** start Text shown **

Redistribution in any form is strictly prohibited.

The entire newsletter is best viewed in COURIER 10 for alignment

In section two:

Net Bulls Tech Stocks
  Stop Adjustments:      MXIM, QLGC (Bullish)
  Closed Long:           MIL 
Active Trader Non-Tech Stocks
  Triggered Plays:       CB, COX, RTH (Bearish)
  Closed Long:           SWFT

Split Trader
                         SPX:  2-for-1 split announcement
                         CBNJ: 3-for-2 split confirmation

Trading Ideas
  Value Plays With Bullish Signals
  Breakout to Upside (Stocks $5 to $20)
  Breakout to Upside (Stocks over $20)
  Breakout to Downside (Stocks over $20)
  Recently Overbought With Bearish Signals (Stocks over $20)

Net Bulls Tech Stocks (NB) section

NB Play Updates

Stop Adjustments 

Maxim Int. - MXIM - close: 31.56 change: -2.32 stop: 35.06 *new*

Shares of MXIM were hammered for a 6.8% loss on Wednesday.  The 
stock was pressured by a sharp decline in the SOX.X, which still 
seems to be suffering from Tuesday's negative INTC comments.  In 
light of today's action, we're going to lower our stop to $35.06.  
This should protect a small gain from our original entry point.  
A rollover from today's high ($33.00) may offer an opportunity to 
add short positions.  Keep in mind that we'll close this play if 
MXIM trades at or below our profit-target at $30.10.

Chart =


QLogic Corp - QLGC - close: 34.68 change: -1.23 stop: 37.91 *new*

With QLGC falling by another 3.4% today, we feel it's prudent to 
tighten our stop-loss.  Our new stop is set at $37.91, slightly 
above yesterday's high.  More aggressive traders could force QLGC 
to trade above the 50-dma at $38.44.  The fact that shares closed 
below psychological support at $35.00 on Wednesday bodes well for 
the bears.  New short entries can be gauged on a move below 
today's low at $34.14.  Our profit-target is located at $30.51.

** end Text shown **
** start Dataset **

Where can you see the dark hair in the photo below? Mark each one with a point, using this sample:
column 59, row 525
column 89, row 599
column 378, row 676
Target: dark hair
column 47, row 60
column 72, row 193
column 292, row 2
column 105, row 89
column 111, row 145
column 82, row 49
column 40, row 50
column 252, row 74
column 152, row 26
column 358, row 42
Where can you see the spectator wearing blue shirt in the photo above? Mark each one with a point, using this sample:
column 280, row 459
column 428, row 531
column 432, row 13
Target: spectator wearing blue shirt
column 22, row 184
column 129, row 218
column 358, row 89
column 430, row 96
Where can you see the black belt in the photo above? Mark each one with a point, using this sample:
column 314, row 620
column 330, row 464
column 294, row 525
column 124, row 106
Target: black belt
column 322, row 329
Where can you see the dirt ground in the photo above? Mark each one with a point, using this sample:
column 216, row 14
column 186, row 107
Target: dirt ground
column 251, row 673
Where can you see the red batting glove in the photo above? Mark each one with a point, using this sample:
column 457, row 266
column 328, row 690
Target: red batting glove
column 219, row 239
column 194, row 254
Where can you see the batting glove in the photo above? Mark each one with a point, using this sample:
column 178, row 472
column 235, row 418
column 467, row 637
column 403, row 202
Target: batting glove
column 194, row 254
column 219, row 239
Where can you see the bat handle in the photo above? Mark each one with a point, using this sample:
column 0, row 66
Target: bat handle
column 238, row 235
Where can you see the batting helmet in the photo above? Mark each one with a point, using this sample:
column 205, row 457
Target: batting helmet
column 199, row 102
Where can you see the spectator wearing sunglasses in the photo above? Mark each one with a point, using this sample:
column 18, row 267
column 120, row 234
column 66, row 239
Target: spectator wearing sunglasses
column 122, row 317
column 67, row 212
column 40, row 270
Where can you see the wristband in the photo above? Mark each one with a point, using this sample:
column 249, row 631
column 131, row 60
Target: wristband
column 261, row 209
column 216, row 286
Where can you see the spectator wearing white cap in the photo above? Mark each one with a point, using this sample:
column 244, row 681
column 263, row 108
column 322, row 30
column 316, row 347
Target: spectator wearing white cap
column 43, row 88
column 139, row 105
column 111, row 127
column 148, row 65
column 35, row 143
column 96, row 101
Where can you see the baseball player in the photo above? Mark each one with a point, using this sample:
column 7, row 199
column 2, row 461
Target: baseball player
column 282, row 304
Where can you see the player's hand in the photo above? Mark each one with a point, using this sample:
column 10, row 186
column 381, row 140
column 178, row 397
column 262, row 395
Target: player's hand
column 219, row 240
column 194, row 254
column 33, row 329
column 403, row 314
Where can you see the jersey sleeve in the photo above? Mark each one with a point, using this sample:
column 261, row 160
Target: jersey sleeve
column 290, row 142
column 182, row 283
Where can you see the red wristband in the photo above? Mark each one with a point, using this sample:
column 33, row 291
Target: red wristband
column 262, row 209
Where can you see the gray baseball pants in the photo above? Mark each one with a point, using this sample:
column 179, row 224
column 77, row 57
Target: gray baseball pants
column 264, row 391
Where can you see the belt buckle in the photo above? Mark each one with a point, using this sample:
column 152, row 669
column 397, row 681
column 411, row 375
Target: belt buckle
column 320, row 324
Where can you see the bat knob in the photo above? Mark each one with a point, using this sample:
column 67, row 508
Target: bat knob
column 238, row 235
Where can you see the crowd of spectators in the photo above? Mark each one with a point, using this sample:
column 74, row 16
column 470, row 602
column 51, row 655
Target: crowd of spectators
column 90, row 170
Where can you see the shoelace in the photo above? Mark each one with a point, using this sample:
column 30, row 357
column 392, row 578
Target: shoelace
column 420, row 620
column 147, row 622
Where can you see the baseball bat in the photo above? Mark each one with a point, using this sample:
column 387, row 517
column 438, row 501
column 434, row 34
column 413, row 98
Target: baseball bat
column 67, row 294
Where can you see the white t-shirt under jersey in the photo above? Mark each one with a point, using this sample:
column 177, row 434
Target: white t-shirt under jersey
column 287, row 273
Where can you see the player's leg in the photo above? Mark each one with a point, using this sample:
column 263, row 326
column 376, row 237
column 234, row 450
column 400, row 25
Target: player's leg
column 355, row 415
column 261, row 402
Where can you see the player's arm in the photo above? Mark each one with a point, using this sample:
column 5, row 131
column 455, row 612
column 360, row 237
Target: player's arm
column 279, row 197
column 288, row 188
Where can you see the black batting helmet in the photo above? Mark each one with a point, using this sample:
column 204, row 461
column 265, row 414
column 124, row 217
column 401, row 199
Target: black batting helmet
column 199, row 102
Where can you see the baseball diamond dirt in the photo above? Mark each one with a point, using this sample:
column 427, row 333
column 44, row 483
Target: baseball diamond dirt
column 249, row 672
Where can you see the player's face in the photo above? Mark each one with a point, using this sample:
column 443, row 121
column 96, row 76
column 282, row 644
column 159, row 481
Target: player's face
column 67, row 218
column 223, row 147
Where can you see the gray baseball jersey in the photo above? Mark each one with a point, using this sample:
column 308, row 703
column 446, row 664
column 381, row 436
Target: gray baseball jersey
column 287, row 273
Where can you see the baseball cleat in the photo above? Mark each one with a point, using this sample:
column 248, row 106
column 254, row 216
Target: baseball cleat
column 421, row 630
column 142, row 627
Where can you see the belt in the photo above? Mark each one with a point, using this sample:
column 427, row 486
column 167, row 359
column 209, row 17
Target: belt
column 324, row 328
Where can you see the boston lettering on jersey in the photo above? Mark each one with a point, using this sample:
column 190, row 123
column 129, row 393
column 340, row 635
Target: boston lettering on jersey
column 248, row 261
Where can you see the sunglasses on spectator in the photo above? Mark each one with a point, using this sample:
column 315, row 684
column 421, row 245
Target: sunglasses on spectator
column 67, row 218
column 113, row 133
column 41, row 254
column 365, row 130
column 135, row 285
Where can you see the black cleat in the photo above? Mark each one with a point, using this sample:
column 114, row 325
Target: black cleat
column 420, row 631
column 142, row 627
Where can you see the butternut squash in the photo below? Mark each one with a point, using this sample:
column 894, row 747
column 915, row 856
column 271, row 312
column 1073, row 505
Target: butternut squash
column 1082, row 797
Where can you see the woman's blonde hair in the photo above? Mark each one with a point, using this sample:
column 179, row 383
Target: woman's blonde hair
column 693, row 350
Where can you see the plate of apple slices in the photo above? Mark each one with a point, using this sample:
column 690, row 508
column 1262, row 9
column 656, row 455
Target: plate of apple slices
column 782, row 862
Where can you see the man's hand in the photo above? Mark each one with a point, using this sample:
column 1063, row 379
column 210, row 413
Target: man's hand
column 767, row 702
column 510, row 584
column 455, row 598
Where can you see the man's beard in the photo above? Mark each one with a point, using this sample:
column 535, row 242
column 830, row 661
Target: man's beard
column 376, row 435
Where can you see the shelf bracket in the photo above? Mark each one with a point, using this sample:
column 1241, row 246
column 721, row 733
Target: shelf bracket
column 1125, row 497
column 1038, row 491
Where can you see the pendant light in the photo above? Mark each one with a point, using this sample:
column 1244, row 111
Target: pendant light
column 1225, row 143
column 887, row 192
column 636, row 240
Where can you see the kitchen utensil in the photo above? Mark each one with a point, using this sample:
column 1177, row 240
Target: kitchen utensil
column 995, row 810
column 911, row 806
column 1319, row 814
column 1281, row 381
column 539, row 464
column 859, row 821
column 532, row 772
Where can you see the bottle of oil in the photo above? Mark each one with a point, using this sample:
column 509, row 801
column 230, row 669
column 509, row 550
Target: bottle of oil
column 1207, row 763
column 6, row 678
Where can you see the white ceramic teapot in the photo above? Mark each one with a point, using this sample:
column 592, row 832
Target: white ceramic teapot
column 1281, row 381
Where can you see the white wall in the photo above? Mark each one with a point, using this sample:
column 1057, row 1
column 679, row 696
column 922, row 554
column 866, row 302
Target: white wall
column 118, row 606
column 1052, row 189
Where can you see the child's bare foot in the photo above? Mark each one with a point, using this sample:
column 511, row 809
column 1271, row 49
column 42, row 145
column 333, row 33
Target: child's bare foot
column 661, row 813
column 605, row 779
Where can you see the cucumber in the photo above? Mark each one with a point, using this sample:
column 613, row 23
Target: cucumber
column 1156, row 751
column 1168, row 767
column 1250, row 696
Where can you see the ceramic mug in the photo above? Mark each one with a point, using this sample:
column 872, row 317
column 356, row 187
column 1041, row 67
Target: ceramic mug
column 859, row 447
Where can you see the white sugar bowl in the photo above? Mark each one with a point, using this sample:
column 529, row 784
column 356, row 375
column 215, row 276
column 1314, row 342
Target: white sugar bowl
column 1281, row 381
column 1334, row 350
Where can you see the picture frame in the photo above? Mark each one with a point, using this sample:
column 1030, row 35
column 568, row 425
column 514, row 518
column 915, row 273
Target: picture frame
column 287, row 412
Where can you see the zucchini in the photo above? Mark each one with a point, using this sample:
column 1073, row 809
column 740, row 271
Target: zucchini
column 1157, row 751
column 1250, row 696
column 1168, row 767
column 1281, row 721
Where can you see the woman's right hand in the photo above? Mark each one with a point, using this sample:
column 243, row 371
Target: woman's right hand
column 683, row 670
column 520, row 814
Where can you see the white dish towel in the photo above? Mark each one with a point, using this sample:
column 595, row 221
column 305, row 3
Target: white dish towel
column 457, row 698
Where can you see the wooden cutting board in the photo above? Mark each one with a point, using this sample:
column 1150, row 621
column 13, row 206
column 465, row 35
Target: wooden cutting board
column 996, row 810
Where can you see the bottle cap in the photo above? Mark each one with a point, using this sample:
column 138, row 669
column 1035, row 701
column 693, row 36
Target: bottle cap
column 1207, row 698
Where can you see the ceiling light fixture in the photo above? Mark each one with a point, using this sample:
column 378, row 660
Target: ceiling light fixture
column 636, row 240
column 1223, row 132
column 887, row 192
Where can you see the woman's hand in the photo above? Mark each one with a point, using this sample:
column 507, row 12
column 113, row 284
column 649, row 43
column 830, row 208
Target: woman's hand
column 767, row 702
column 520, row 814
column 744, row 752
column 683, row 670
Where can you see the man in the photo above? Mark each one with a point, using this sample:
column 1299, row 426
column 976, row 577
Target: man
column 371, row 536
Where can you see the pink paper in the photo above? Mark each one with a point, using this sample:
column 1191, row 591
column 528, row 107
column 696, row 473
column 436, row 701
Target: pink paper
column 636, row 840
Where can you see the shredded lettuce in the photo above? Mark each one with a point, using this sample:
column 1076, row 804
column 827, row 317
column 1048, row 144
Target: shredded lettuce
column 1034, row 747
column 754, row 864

** end Dataset **

What to work on:
(1) According to the trading newsletter, what font is best for viewing the entire newsletter?
(2) Reproduce the part of the trading newsletter that begins with the words "Net Bulls Tech Stocks (NB)" and ends after "original entry point.".

Results for the exercise:
(1) COURIER 10

(2)
Net Bulls Tech Stocks (NB) section

NB Play Updates

Stop Adjustments 

Maxim Int. - MXIM - close: 31.56 change: -2.32 stop: 35.06 *new*

Shares of MXIM were hammered for a 6.8% loss on Wednesday.  The 
stock was pressured by a sharp decline in the SOX.X, which still 
seems to be suffering from Tuesday's negative INTC comments.  In 
light of today's action, we're going to lower our stop to $35.06.  
This should protect a small gain from our original entry point.